**To be done**
Find every line below that contains the string "dune" and copy each one out in full. Letter case must match.

**Recorded information**
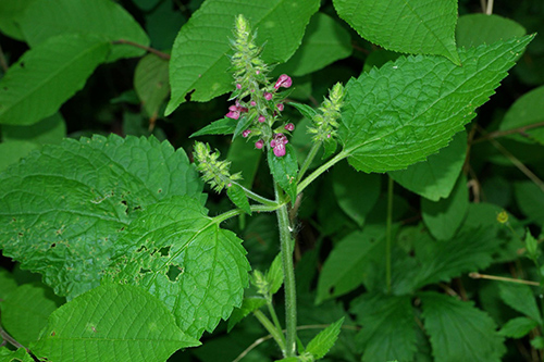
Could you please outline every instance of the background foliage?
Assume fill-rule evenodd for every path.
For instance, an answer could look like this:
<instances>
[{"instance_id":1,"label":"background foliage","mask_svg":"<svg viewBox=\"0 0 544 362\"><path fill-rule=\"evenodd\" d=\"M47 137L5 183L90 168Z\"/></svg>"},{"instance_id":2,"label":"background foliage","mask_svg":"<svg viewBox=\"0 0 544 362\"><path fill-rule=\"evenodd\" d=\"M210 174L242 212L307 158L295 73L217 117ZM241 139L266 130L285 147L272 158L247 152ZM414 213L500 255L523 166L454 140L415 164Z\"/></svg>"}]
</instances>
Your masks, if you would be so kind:
<instances>
[{"instance_id":1,"label":"background foliage","mask_svg":"<svg viewBox=\"0 0 544 362\"><path fill-rule=\"evenodd\" d=\"M233 361L268 334L244 316L262 305L250 269L280 288L276 221L214 219L233 205L189 160L189 136L226 113L244 13L272 75L293 76L289 100L316 109L336 82L348 89L347 160L297 215L300 352L543 360L544 40L519 37L544 33L544 3L496 2L493 15L477 0L360 3L0 2L3 329L52 361ZM413 17L425 26L398 21ZM311 146L301 113L284 112L295 164ZM251 142L199 139L272 198ZM276 359L265 341L244 361ZM0 347L0 361L33 359Z\"/></svg>"}]
</instances>

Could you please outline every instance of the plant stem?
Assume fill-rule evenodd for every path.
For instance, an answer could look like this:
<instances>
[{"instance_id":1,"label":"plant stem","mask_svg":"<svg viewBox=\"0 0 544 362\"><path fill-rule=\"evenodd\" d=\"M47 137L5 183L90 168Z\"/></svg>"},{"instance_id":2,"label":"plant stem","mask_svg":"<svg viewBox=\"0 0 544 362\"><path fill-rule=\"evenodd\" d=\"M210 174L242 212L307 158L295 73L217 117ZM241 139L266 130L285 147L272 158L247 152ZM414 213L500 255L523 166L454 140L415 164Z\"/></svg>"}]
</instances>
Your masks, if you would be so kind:
<instances>
[{"instance_id":1,"label":"plant stem","mask_svg":"<svg viewBox=\"0 0 544 362\"><path fill-rule=\"evenodd\" d=\"M282 329L277 329L272 322L262 313L260 310L255 310L254 315L257 320L262 324L264 328L270 333L272 338L276 341L277 346L280 346L283 353L285 353L285 342L283 341Z\"/></svg>"},{"instance_id":2,"label":"plant stem","mask_svg":"<svg viewBox=\"0 0 544 362\"><path fill-rule=\"evenodd\" d=\"M392 221L393 221L393 178L388 176L387 183L387 220L385 226L385 283L387 284L387 294L391 294L391 241L392 241Z\"/></svg>"},{"instance_id":3,"label":"plant stem","mask_svg":"<svg viewBox=\"0 0 544 362\"><path fill-rule=\"evenodd\" d=\"M338 154L336 154L334 158L332 158L331 160L329 160L327 162L323 163L318 170L316 170L314 172L312 172L308 177L306 177L300 184L298 184L298 187L297 187L297 195L302 192L302 190L305 188L308 187L308 185L310 185L316 178L318 178L322 173L324 173L326 170L329 170L330 167L332 167L335 163L337 163L338 161L342 161L344 160L345 158L347 158L349 155L349 153L345 152L345 151L342 151L339 152Z\"/></svg>"},{"instance_id":4,"label":"plant stem","mask_svg":"<svg viewBox=\"0 0 544 362\"><path fill-rule=\"evenodd\" d=\"M251 211L272 212L272 211L276 211L280 207L281 205L279 205L279 204L275 204L273 207L257 204L257 205L251 205ZM242 210L242 209L233 209L233 210L228 210L227 212L224 212L222 214L219 214L219 215L212 217L212 220L214 223L221 224L225 220L228 220L231 217L237 216L237 215L243 214L243 213L244 213L244 210Z\"/></svg>"},{"instance_id":5,"label":"plant stem","mask_svg":"<svg viewBox=\"0 0 544 362\"><path fill-rule=\"evenodd\" d=\"M260 202L262 204L265 204L268 207L276 207L277 205L277 202L275 202L273 200L269 200L269 199L260 196L259 194L256 194L256 192L251 191L250 189L245 188L244 186L242 186L238 183L233 183L233 184L236 184L239 187L242 187L242 189L244 190L244 192L246 194L246 196L248 198L250 198L251 200L255 200L255 201Z\"/></svg>"},{"instance_id":6,"label":"plant stem","mask_svg":"<svg viewBox=\"0 0 544 362\"><path fill-rule=\"evenodd\" d=\"M276 202L283 201L283 192L274 182ZM297 294L295 285L295 270L293 266L293 249L290 240L290 225L287 204L276 210L277 227L280 229L280 245L282 250L282 264L285 290L285 357L295 357L297 340Z\"/></svg>"},{"instance_id":7,"label":"plant stem","mask_svg":"<svg viewBox=\"0 0 544 362\"><path fill-rule=\"evenodd\" d=\"M302 162L300 171L298 172L298 180L302 179L302 176L305 175L306 171L308 171L308 167L316 158L316 154L318 154L320 147L321 142L314 142L311 145L310 152L308 152L308 154L306 155L305 162Z\"/></svg>"}]
</instances>

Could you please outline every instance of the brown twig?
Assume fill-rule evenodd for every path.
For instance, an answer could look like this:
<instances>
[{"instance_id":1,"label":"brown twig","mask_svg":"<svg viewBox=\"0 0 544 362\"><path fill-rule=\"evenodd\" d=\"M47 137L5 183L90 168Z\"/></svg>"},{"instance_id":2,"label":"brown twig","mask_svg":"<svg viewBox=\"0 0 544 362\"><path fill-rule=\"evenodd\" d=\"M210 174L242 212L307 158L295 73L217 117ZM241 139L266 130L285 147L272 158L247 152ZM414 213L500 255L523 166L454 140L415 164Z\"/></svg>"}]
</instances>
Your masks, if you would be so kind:
<instances>
[{"instance_id":1,"label":"brown twig","mask_svg":"<svg viewBox=\"0 0 544 362\"><path fill-rule=\"evenodd\" d=\"M170 60L170 54L163 53L162 51L159 51L159 50L150 48L150 47L143 46L140 43L137 43L137 42L134 42L134 41L131 41L131 40L119 39L119 40L112 41L112 43L124 43L124 45L127 45L127 46L133 46L133 47L136 47L136 48L139 48L139 49L144 49L144 50L146 50L146 51L148 51L150 53L153 53L157 57L162 58L164 60Z\"/></svg>"}]
</instances>

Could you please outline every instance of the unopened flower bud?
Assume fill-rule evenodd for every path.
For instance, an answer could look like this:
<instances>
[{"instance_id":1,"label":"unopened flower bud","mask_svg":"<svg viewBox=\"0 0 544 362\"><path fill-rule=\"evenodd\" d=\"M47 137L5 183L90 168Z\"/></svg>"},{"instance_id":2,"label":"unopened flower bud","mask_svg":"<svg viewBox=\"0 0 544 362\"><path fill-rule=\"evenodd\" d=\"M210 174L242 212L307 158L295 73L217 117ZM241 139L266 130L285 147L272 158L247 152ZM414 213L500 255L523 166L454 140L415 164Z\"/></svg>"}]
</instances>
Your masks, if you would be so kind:
<instances>
[{"instance_id":1,"label":"unopened flower bud","mask_svg":"<svg viewBox=\"0 0 544 362\"><path fill-rule=\"evenodd\" d=\"M274 85L274 88L275 89L280 89L280 87L289 88L292 84L293 84L293 80L290 79L290 77L287 74L282 74L277 78L277 80Z\"/></svg>"}]
</instances>

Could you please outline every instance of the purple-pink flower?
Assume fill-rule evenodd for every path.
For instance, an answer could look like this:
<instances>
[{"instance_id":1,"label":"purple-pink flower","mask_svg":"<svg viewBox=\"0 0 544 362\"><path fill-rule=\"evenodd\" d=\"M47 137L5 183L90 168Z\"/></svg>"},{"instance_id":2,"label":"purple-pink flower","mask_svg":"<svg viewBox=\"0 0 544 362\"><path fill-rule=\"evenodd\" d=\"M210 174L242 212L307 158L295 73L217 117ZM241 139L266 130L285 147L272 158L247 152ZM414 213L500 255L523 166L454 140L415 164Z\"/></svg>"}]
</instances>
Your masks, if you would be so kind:
<instances>
[{"instance_id":1,"label":"purple-pink flower","mask_svg":"<svg viewBox=\"0 0 544 362\"><path fill-rule=\"evenodd\" d=\"M290 77L287 74L282 74L277 78L277 80L274 85L274 88L275 89L280 89L280 87L289 88L292 84L293 84L293 80L290 79Z\"/></svg>"},{"instance_id":2,"label":"purple-pink flower","mask_svg":"<svg viewBox=\"0 0 544 362\"><path fill-rule=\"evenodd\" d=\"M289 140L285 137L284 134L275 134L272 140L270 141L270 147L274 149L274 154L279 158L285 155L285 145L287 145Z\"/></svg>"}]
</instances>

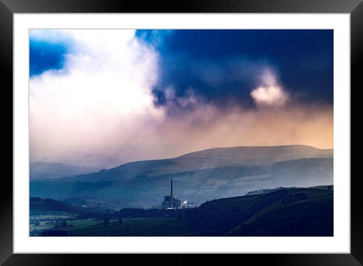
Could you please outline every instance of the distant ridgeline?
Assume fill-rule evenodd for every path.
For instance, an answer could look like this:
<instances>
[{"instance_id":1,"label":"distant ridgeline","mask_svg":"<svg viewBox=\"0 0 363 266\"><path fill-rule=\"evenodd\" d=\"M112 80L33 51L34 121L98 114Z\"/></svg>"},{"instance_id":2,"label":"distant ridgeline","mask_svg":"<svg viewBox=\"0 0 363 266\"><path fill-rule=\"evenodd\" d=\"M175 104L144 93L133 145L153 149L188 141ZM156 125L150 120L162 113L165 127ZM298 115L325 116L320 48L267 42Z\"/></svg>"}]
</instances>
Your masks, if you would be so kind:
<instances>
[{"instance_id":1,"label":"distant ridgeline","mask_svg":"<svg viewBox=\"0 0 363 266\"><path fill-rule=\"evenodd\" d=\"M333 163L333 149L293 145L215 148L87 174L79 173L92 169L37 163L30 165L30 196L59 201L92 198L84 205L100 203L113 210L157 208L168 195L172 179L174 194L182 202L199 205L212 199L276 191L262 188L332 184ZM39 180L46 176L53 178Z\"/></svg>"}]
</instances>

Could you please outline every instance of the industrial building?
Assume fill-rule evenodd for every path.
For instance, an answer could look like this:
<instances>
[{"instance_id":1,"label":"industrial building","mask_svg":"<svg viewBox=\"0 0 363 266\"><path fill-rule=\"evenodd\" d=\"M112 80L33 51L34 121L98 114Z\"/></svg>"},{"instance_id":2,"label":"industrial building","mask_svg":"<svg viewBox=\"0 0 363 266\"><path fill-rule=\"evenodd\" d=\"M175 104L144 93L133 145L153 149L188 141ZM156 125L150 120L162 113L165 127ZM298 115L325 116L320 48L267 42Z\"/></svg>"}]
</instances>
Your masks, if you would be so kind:
<instances>
[{"instance_id":1,"label":"industrial building","mask_svg":"<svg viewBox=\"0 0 363 266\"><path fill-rule=\"evenodd\" d=\"M170 180L170 195L164 197L162 209L181 209L181 201L173 196L173 180Z\"/></svg>"}]
</instances>

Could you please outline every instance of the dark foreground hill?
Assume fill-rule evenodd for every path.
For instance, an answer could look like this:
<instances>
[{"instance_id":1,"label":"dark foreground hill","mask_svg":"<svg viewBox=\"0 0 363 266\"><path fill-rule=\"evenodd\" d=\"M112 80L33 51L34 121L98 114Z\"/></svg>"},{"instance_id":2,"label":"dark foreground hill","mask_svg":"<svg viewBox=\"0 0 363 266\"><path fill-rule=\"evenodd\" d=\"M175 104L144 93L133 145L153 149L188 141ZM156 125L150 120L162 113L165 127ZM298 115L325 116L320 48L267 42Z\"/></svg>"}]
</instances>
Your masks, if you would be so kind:
<instances>
[{"instance_id":1,"label":"dark foreground hill","mask_svg":"<svg viewBox=\"0 0 363 266\"><path fill-rule=\"evenodd\" d=\"M96 173L31 182L31 197L92 198L109 208L158 208L170 192L183 201L246 194L262 188L332 184L333 151L305 145L217 148L135 162Z\"/></svg>"},{"instance_id":2,"label":"dark foreground hill","mask_svg":"<svg viewBox=\"0 0 363 266\"><path fill-rule=\"evenodd\" d=\"M333 236L334 192L282 189L209 201L179 219L204 236Z\"/></svg>"}]
</instances>

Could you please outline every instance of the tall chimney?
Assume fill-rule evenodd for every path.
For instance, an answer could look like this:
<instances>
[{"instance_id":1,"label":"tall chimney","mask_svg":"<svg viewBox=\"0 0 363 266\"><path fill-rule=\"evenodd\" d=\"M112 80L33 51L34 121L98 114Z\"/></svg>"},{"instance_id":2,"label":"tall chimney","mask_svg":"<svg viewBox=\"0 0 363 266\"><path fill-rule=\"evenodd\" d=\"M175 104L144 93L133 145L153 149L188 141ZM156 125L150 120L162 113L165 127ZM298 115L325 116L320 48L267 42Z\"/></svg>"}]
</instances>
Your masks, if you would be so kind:
<instances>
[{"instance_id":1,"label":"tall chimney","mask_svg":"<svg viewBox=\"0 0 363 266\"><path fill-rule=\"evenodd\" d=\"M170 180L170 208L174 207L174 199L173 199L173 180Z\"/></svg>"}]
</instances>

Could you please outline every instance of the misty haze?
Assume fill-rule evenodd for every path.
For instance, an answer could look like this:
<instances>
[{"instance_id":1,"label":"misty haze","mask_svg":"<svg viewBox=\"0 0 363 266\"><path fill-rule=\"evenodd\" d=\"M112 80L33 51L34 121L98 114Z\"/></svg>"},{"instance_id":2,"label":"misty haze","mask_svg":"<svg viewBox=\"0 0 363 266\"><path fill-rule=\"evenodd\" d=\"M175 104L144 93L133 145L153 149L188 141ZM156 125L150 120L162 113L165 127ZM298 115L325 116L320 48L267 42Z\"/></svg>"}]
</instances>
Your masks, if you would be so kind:
<instances>
[{"instance_id":1,"label":"misty haze","mask_svg":"<svg viewBox=\"0 0 363 266\"><path fill-rule=\"evenodd\" d=\"M29 31L30 236L332 236L332 30Z\"/></svg>"}]
</instances>

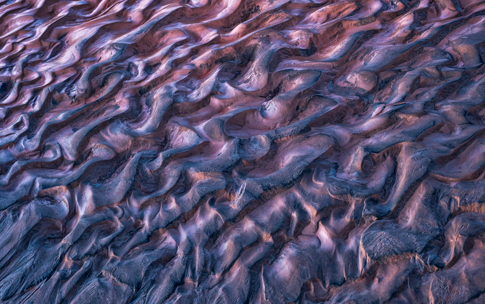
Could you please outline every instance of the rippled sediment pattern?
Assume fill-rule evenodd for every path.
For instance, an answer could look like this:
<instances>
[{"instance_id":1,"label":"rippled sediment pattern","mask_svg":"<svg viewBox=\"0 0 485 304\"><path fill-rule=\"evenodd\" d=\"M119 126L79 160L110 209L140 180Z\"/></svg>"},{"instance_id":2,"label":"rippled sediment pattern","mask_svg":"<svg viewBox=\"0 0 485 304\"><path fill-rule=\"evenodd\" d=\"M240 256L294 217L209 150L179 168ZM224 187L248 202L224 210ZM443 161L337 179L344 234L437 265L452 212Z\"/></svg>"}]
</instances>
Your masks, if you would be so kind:
<instances>
[{"instance_id":1,"label":"rippled sediment pattern","mask_svg":"<svg viewBox=\"0 0 485 304\"><path fill-rule=\"evenodd\" d=\"M484 15L0 2L0 302L485 303Z\"/></svg>"}]
</instances>

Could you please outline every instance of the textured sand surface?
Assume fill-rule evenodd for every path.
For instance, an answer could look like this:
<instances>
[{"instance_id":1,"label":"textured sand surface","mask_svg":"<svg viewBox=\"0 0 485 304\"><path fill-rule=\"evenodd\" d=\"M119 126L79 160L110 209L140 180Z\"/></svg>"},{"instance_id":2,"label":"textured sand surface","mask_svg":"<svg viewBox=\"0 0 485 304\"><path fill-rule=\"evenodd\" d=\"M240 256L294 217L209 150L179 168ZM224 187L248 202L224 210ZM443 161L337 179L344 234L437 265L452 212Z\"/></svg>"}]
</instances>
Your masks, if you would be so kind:
<instances>
[{"instance_id":1,"label":"textured sand surface","mask_svg":"<svg viewBox=\"0 0 485 304\"><path fill-rule=\"evenodd\" d=\"M485 1L0 1L0 303L485 303Z\"/></svg>"}]
</instances>

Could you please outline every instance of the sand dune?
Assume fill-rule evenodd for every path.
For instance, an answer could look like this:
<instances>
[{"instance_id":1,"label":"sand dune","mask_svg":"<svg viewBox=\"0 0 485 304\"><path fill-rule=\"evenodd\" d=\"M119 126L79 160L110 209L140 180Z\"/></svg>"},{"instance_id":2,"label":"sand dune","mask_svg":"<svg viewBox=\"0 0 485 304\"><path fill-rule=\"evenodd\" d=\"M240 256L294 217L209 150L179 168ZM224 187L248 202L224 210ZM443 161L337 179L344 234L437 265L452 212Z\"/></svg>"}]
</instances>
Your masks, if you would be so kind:
<instances>
[{"instance_id":1,"label":"sand dune","mask_svg":"<svg viewBox=\"0 0 485 304\"><path fill-rule=\"evenodd\" d=\"M0 303L485 303L484 60L476 0L0 1Z\"/></svg>"}]
</instances>

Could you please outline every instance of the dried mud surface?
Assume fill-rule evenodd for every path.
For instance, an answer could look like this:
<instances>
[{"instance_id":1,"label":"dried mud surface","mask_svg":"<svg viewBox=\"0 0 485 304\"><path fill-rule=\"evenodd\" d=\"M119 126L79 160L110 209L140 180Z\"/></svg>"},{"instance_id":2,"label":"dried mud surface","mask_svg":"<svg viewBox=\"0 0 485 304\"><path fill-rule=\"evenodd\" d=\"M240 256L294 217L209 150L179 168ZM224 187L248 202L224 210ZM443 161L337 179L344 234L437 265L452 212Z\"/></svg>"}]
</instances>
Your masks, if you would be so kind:
<instances>
[{"instance_id":1,"label":"dried mud surface","mask_svg":"<svg viewBox=\"0 0 485 304\"><path fill-rule=\"evenodd\" d=\"M0 302L485 303L485 1L0 1Z\"/></svg>"}]
</instances>

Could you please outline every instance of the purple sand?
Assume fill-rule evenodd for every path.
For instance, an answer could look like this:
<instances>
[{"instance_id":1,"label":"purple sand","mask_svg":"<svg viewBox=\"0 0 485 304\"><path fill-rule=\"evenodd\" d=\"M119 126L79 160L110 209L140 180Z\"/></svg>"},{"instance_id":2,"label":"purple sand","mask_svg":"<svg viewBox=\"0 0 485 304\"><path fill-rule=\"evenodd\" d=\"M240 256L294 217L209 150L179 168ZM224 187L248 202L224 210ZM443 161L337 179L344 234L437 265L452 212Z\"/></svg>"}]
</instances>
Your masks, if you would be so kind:
<instances>
[{"instance_id":1,"label":"purple sand","mask_svg":"<svg viewBox=\"0 0 485 304\"><path fill-rule=\"evenodd\" d=\"M0 0L0 303L485 303L485 1Z\"/></svg>"}]
</instances>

**Exercise response**
Could you please outline every instance of the sand dune?
[{"instance_id":1,"label":"sand dune","mask_svg":"<svg viewBox=\"0 0 485 304\"><path fill-rule=\"evenodd\" d=\"M119 126L79 160L110 209L140 180Z\"/></svg>"},{"instance_id":2,"label":"sand dune","mask_svg":"<svg viewBox=\"0 0 485 304\"><path fill-rule=\"evenodd\" d=\"M240 256L294 217L209 150L179 168ZM224 187L248 202L224 210ZM443 161L337 179L344 234L437 265L452 212Z\"/></svg>"}]
[{"instance_id":1,"label":"sand dune","mask_svg":"<svg viewBox=\"0 0 485 304\"><path fill-rule=\"evenodd\" d=\"M0 303L485 303L484 60L476 0L0 1Z\"/></svg>"}]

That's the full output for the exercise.